Provided passage
********************

Tuesday, May 25, 2010

Bono Injury Forces Scrapped U2 Tour

This is not a news flash, as it's been pretty well covered this week. U2 singer Bono injured his back severely enough in rehearsals to require emergency back surgery in Germany last week. Originally a couple of shows were scrapped but now the U.S tour is postponed as well.

Why is this a big deal, besides the obvious concern for Bono's health and the inconvenience and disappointment of the people who made travel plans to attend the enormous shows?

Well, this is not just a typical big arena tour, but rather a continuation of the massive 360 tour. Some info on the logistics from last year:

The cylindrical 360 degree video screen weighs 54 tons and opens up in a scissor-like fashion to resemble an enormous gyro. Fully extended, it covers an area of 14,000 square feet which is as big as 2 doubles tennis courts. The video screen is made up of over 1 million pieces… 500,000 pixels, 320,000 fasteners, 30,000 cables and 150,000 machined pieces. Once the show is over, it takes 6 hours for the production team to dismantle the stage and another 48 hours for the road crew to take down the super-structure and get it loaded onto the trucks. The stage cost $40 million to design and build and that was just for the first one. The band is currently traveling around North America with 3 complete stages tended to by 500 crew members who are using 189 Semi-trucks for its transport.

That means Bono's back surgery is going to cost the band millions of dollars. Note that manager Paul McGuinness after delivering the perfunctory "The band is devastated they can't play for you because they are artists" line, betrays to Reuters the very real monetary concern of this disaster:

Paul McGuinness, speaking to Reuters outside the Munich hospital where the operation was performed on Friday, said the 50-year-old singer "feels awful" about the tour changes, which will affect over a million fans. "Clearly this is a serious injury and the recuperation time necessary to rehabilitate Bono is a big problem for the U2 tour and has unfortunately necessitated the postponement of 16 shows in North America," he said. As well as the band and fans, the injury will also hit Live Nation, the music concert company which signed a 12-year deal to handle merchandising, digital and branding rights and touring for one of the world's most successful bands. "Obviously Bono feels terrible about missing these shows and we are working as fast as we can with Live Nation to reinstate them and reschedule them for next year," McGuinness said.

Let's hope Bono gets better and doesn't worry about the dollars. Money comes and goes but your health is paramount!

********************

Tasks to carry out
1: Repeat the U2 tour post word for word, everything from "Why is this" down to "the enormous shows?".
2: Answer these questions from the U2 tour post:
(a) How much did the first stage cost to design and build?
(b) How many shows in North America were postponed?
(c) In which city was Bono's operation performed?
3: For each statement, say whether the U2 tour post agrees, and quote the words that decide it.
(a) The video screen weighs 54 tons.
(b) Live Nation signed a 10-year deal with the band.
(c) The road crew needs 6 hours to take down the super-structure.

********************

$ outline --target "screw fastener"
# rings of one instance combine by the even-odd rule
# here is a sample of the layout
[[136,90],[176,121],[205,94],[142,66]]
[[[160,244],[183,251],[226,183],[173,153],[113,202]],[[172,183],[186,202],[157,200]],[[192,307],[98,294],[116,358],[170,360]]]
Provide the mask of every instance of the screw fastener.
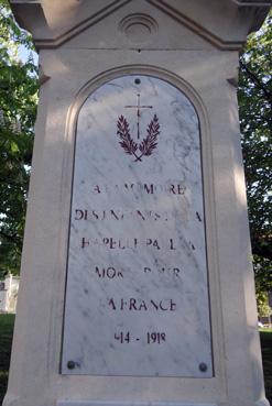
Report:
[[68,361],[67,362],[67,369],[68,370],[74,370],[75,366],[76,366],[76,363],[74,361]]
[[208,366],[207,366],[207,364],[205,364],[205,362],[202,362],[202,363],[199,364],[199,371],[202,371],[202,372],[206,372],[206,371],[207,371],[207,369],[208,369]]

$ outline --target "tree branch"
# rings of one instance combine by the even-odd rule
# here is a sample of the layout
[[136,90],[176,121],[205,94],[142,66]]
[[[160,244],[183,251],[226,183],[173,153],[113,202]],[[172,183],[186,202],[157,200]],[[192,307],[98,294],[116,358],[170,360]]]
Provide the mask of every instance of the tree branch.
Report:
[[266,97],[270,105],[272,106],[272,94],[265,88],[265,86],[259,79],[259,77],[253,72],[251,72],[242,61],[240,61],[240,64],[241,64],[241,67],[247,72],[251,80],[263,91],[264,96]]

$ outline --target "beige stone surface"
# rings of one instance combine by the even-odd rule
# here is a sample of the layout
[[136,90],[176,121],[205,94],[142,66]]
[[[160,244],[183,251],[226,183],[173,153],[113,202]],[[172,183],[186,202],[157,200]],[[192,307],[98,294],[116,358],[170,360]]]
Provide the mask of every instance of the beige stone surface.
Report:
[[[40,7],[39,2],[33,3]],[[81,15],[86,7],[94,6],[96,11],[101,3],[107,6],[109,1],[69,1],[61,11],[56,10],[59,2],[44,1],[42,6],[51,15],[46,23],[52,25],[54,17],[57,35],[64,32],[64,20],[70,29],[73,10]],[[123,8],[121,2],[115,3],[120,8],[113,14],[109,12],[105,20],[63,46],[40,51],[43,73],[50,79],[40,94],[18,318],[3,405],[268,406],[257,330],[236,88],[229,83],[237,76],[238,52],[219,50],[228,41],[232,47],[244,41],[252,21],[243,14],[235,23],[233,12],[238,15],[241,10],[231,1],[220,2],[224,6],[219,9],[218,2],[206,1],[210,13],[204,12],[202,1],[195,1],[194,8],[189,1],[165,2],[178,7],[186,15],[187,23],[183,24],[182,20],[172,20],[168,12],[162,12],[162,1],[149,1],[144,14],[155,20],[156,32],[152,34],[151,30],[148,39],[141,40],[141,47],[128,46],[131,39],[120,31],[119,24],[137,12],[138,1],[123,1]],[[160,3],[160,10],[154,3]],[[28,20],[25,10],[30,2],[19,6],[18,18]],[[254,7],[257,10],[258,6]],[[196,30],[188,29],[189,12],[197,24],[202,15],[205,30],[220,35],[220,46],[214,36],[213,41],[207,37],[205,30],[198,35]],[[138,13],[143,13],[142,8]],[[52,36],[52,32],[47,35],[47,29],[42,29],[40,36],[36,34],[41,19],[35,12],[34,15],[37,18],[36,28],[31,23],[34,36],[41,40],[42,35],[43,41]],[[72,19],[73,24],[77,19]],[[142,23],[138,24],[140,29]],[[119,48],[115,48],[115,40]],[[150,74],[172,83],[189,98],[199,117],[215,365],[211,378],[59,374],[77,114],[94,89],[123,74]]]

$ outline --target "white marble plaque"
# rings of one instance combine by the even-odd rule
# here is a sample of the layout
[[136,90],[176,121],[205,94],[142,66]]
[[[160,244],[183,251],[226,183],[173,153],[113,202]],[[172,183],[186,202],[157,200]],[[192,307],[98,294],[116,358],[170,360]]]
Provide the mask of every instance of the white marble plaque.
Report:
[[62,373],[211,377],[199,124],[143,75],[77,123]]

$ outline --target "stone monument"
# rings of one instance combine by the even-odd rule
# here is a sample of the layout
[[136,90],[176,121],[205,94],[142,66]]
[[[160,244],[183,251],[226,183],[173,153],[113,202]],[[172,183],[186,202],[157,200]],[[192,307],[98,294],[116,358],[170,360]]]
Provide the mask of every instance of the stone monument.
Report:
[[11,1],[41,94],[4,406],[265,406],[236,99],[269,1]]

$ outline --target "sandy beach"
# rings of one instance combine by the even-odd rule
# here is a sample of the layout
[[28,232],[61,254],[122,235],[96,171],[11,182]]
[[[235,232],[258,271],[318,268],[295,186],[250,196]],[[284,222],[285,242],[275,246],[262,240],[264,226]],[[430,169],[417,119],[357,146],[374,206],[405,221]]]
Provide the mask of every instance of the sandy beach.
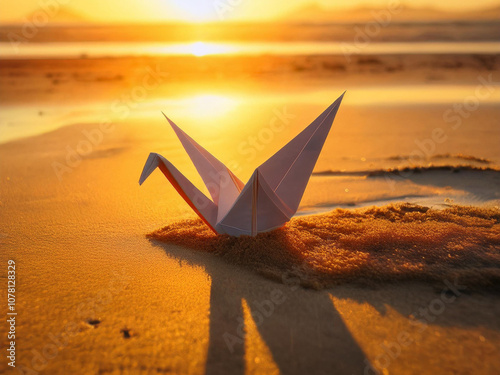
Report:
[[[0,372],[500,372],[499,68],[0,60],[0,257],[19,312],[16,369]],[[346,89],[284,228],[216,237],[161,173],[138,184],[158,152],[202,186],[161,111],[246,181]]]

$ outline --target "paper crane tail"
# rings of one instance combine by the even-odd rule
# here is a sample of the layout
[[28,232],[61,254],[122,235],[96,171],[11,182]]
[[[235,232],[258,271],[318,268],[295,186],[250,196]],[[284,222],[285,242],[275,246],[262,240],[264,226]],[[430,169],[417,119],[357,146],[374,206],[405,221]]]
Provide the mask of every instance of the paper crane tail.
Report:
[[279,228],[297,212],[343,97],[344,94],[260,165],[245,185],[167,117],[212,200],[167,159],[155,153],[149,155],[139,183],[160,168],[177,192],[216,233],[255,236]]

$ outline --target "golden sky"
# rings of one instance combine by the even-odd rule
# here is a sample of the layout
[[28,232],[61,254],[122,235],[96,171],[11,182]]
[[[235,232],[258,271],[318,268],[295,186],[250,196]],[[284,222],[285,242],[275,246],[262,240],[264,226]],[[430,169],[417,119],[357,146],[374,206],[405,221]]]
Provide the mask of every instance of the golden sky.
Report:
[[[268,20],[298,7],[318,4],[325,8],[374,5],[387,7],[398,0],[3,0],[0,22],[24,21],[44,4],[64,7],[83,18],[99,22]],[[496,6],[499,0],[401,0],[408,6],[467,10]]]

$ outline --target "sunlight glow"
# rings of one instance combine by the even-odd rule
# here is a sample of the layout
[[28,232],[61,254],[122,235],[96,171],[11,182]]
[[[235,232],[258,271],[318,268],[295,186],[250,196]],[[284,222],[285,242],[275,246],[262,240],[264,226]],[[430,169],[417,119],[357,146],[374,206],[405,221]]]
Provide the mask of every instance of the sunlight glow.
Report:
[[[165,6],[171,7],[168,3],[165,3]],[[215,7],[211,1],[174,0],[174,6],[183,13],[181,18],[189,22],[206,22],[217,19]]]
[[234,110],[238,101],[222,95],[204,94],[186,99],[192,115],[201,118],[221,117]]

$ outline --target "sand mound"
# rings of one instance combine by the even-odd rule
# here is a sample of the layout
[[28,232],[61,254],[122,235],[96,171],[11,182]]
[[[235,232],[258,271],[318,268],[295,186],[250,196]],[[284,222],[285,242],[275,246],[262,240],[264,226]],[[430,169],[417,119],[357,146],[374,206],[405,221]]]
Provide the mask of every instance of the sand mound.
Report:
[[500,211],[444,210],[398,204],[291,220],[256,237],[215,235],[186,220],[148,235],[205,251],[266,277],[304,287],[455,280],[468,288],[498,288]]

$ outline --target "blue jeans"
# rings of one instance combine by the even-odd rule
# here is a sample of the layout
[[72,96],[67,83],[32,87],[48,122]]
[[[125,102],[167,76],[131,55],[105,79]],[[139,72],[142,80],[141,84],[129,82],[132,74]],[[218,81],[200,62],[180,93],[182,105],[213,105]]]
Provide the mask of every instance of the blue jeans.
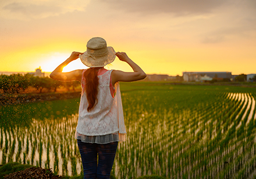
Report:
[[118,142],[99,144],[83,143],[78,139],[77,144],[84,169],[84,179],[109,179]]

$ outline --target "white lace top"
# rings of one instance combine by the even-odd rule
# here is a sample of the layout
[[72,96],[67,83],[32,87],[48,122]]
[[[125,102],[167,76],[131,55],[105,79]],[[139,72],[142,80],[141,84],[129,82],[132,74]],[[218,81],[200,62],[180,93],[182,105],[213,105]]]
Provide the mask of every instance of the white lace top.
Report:
[[[108,71],[98,76],[98,103],[90,112],[87,110],[86,92],[83,89],[76,138],[83,142],[98,144],[125,141],[126,131],[119,83],[115,85],[116,95],[113,98],[109,89],[112,71]],[[82,78],[82,86],[84,86],[85,83],[84,79]]]

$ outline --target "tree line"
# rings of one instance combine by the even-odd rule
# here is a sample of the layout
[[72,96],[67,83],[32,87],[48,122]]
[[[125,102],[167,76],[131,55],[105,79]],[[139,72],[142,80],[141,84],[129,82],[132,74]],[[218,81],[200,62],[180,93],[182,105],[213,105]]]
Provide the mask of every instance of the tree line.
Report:
[[79,81],[62,82],[49,77],[35,76],[29,74],[0,75],[0,90],[4,93],[24,93],[29,87],[34,87],[40,93],[42,93],[44,89],[48,92],[56,92],[58,88],[61,87],[66,88],[69,91],[70,89],[74,90],[80,85]]

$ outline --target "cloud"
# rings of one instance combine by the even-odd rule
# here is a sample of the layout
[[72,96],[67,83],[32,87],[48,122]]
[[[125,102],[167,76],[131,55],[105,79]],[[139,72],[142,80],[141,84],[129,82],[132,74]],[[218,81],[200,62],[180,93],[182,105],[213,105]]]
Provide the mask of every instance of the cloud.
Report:
[[12,17],[12,17],[18,19],[41,19],[75,10],[83,10],[88,3],[86,1],[82,3],[79,3],[79,1],[69,2],[63,1],[62,3],[58,3],[58,1],[38,0],[31,2],[10,1],[9,3],[0,5],[0,10],[5,11],[5,14],[9,14],[9,17]]
[[171,13],[176,16],[211,12],[225,3],[223,0],[98,0],[126,12],[146,14]]

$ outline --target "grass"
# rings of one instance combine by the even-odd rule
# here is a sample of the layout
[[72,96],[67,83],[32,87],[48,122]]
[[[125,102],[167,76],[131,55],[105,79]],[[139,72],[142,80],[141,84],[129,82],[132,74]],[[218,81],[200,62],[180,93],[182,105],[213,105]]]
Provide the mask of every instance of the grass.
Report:
[[[33,166],[30,165],[20,164],[18,162],[10,162],[4,165],[0,166],[0,179],[3,179],[3,177],[5,175],[19,171],[22,171],[26,169],[30,168]],[[74,176],[64,176],[65,179],[83,179],[83,173],[81,175],[76,175]],[[111,173],[111,179],[117,179],[115,176]],[[166,178],[162,177],[157,175],[152,176],[145,176],[137,178],[138,179],[165,179]]]

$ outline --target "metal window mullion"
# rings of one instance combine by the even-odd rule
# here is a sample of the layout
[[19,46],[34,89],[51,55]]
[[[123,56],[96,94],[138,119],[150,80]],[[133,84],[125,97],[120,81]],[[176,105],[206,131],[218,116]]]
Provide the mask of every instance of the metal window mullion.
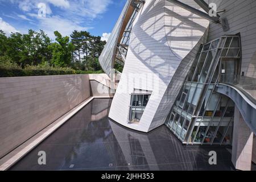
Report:
[[[213,56],[213,60],[214,60],[214,59],[215,59],[215,58],[216,58],[216,56],[217,56],[217,52],[218,52],[218,48],[219,48],[219,47],[220,47],[220,41],[218,42],[218,46],[217,46],[217,51],[216,51],[216,53],[214,54],[214,56]],[[208,52],[208,53],[209,53],[209,52]],[[205,59],[207,58],[207,57],[205,58]],[[219,59],[218,59],[219,60]],[[211,63],[211,64],[213,64],[213,63]],[[210,69],[210,68],[211,68],[211,65],[210,65],[210,67],[209,68],[209,69]],[[203,69],[202,69],[202,71],[203,71]],[[214,75],[214,73],[213,73],[213,74],[212,74],[212,76],[211,76],[211,79],[210,79],[210,80],[212,80],[212,77],[213,77],[213,75]],[[206,85],[206,82],[207,82],[207,81],[208,80],[207,80],[207,78],[208,77],[209,77],[209,72],[207,73],[207,76],[206,76],[206,78],[205,78],[205,83],[203,83],[203,84],[204,84],[204,86],[205,86],[207,85]],[[197,83],[197,84],[198,84],[198,83]],[[207,86],[208,87],[209,87],[209,85],[207,85]],[[201,92],[203,92],[203,89],[202,89],[202,90],[201,90]],[[207,89],[208,90],[208,89]],[[195,90],[195,92],[196,92],[196,90]],[[200,93],[200,95],[201,94],[201,93]],[[194,96],[193,96],[193,97],[194,97]],[[204,96],[204,100],[205,99],[205,96]],[[199,102],[199,101],[197,101],[197,105],[198,105],[198,102]],[[200,109],[201,109],[201,107],[200,107]],[[194,113],[195,113],[195,111],[194,111],[194,112],[193,112],[193,115],[194,115]],[[196,116],[196,118],[197,118],[197,117],[198,117],[198,115],[199,114],[199,113],[198,113],[197,114],[197,115]],[[191,119],[191,121],[192,121],[192,119]],[[196,122],[195,122],[195,125],[196,124]],[[200,121],[200,124],[201,124],[201,121]],[[194,125],[194,126],[195,126],[195,125]],[[193,142],[192,142],[192,143],[194,143],[194,142],[195,142],[195,138],[196,138],[196,136],[197,136],[197,133],[198,133],[198,131],[199,131],[199,128],[200,128],[200,125],[199,125],[199,127],[197,127],[197,130],[196,130],[196,135],[195,135],[195,137],[194,137],[194,138],[193,139]],[[193,132],[192,131],[192,132]],[[192,133],[191,133],[190,134],[190,135],[191,135],[192,134]]]
[[[203,48],[204,48],[204,46],[203,47],[202,49],[203,49]],[[197,75],[197,74],[196,74],[196,72],[197,72],[198,67],[199,67],[199,63],[200,63],[200,60],[201,60],[201,56],[202,56],[202,54],[203,54],[203,49],[202,49],[202,52],[201,52],[200,55],[199,56],[199,59],[198,59],[197,64],[196,64],[196,68],[195,69],[194,74],[193,75],[193,76],[192,76],[192,78],[191,82],[193,82],[193,81],[194,79],[195,79],[195,77],[196,76],[196,75]],[[191,70],[191,71],[192,71],[192,70]]]
[[[227,128],[226,129],[226,131],[224,133],[224,134],[223,135],[223,136],[222,136],[222,139],[221,140],[221,142],[220,145],[222,145],[222,144],[223,140],[224,140],[224,138],[225,138],[225,136],[226,136],[226,134],[228,133],[228,130],[229,129],[229,127],[230,126],[231,123],[232,122],[232,120],[233,119],[233,118],[234,118],[234,115],[232,117],[232,118],[231,118],[230,121],[229,121],[229,124],[228,125],[228,127],[227,127]],[[230,142],[232,140],[230,140]]]
[[176,114],[177,112],[177,108],[176,109],[174,109],[174,110],[172,110],[172,111],[174,111],[174,120],[172,121],[172,122],[171,123],[171,125],[170,125],[171,130],[172,129],[172,125],[174,125],[174,119],[175,119]]
[[217,103],[216,106],[215,107],[214,111],[213,112],[213,115],[212,116],[212,118],[210,118],[210,122],[209,123],[209,125],[207,126],[207,129],[205,130],[205,134],[204,134],[204,138],[203,138],[203,140],[202,140],[202,142],[201,142],[201,144],[203,144],[204,143],[204,139],[205,139],[205,136],[207,135],[207,134],[208,132],[209,129],[210,128],[210,125],[212,124],[212,121],[213,120],[213,118],[214,117],[215,113],[216,113],[216,109],[218,107],[218,104],[220,104],[220,100],[221,100],[221,96],[220,95],[220,98],[218,99],[218,103]]
[[229,104],[230,101],[230,99],[229,99],[229,100],[228,101],[228,103],[226,104],[226,107],[225,108],[224,111],[223,112],[222,115],[221,117],[221,121],[220,121],[220,122],[219,122],[219,123],[218,125],[218,126],[216,128],[216,130],[215,131],[214,134],[213,134],[213,138],[212,139],[212,141],[210,142],[210,145],[212,145],[212,143],[213,143],[213,140],[214,140],[214,139],[215,138],[215,136],[216,136],[217,133],[218,132],[218,129],[220,127],[220,126],[221,124],[221,123],[222,122],[223,118],[224,118],[224,115],[225,115],[225,114],[226,113],[226,110],[228,109],[228,106],[229,106]]
[[[202,75],[202,73],[203,73],[203,71],[204,70],[204,67],[205,67],[205,64],[206,64],[206,60],[207,60],[207,59],[208,58],[209,52],[210,51],[209,49],[210,49],[210,47],[212,46],[212,42],[210,43],[210,47],[209,48],[209,50],[207,51],[207,56],[206,56],[206,57],[205,57],[205,59],[204,59],[204,64],[203,64],[203,67],[202,67],[202,70],[201,71],[200,74],[200,76],[199,76],[199,78],[201,78],[201,76]],[[207,51],[205,51],[205,52],[207,52]]]

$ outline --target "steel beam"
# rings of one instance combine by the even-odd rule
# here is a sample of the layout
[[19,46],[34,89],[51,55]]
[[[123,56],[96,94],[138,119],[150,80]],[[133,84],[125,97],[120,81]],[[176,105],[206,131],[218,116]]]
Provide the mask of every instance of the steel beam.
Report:
[[207,19],[212,22],[213,22],[214,23],[220,23],[220,19],[218,17],[214,17],[214,16],[211,17],[208,14],[204,13],[200,10],[199,10],[193,7],[188,6],[177,0],[167,0],[167,1],[177,6],[184,8],[184,9],[191,12],[192,13],[193,13],[203,18]]

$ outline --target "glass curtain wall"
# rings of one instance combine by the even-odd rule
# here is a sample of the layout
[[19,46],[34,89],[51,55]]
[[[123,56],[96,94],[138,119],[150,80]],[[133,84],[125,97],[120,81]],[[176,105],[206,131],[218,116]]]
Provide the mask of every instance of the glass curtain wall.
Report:
[[126,57],[133,22],[142,5],[142,3],[134,4],[134,11],[127,24],[120,43],[117,44],[115,63],[122,67],[123,67],[125,63],[123,58]]
[[166,122],[184,143],[231,144],[234,104],[214,88],[221,74],[239,72],[240,41],[226,36],[201,46]]

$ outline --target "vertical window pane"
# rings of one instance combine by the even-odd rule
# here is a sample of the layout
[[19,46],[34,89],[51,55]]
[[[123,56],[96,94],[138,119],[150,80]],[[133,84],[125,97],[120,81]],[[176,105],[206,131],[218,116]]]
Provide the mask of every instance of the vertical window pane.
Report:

********************

Outputs for the tasks
1:
Why is this a big deal, besides the obvious concern for Bono's health and the inconvenience and disappointment of the people who made travel plans to attend the enormous shows?

2:
(a) $40 million
(b) 16
(c) Munich

3:
(a) Yes: "The cylindrical 360 degree video screen weighs 54 tons"
(b) No: "signed a 12-year deal"
(c) No: "another 48 hours for the road crew to take down the super-structure"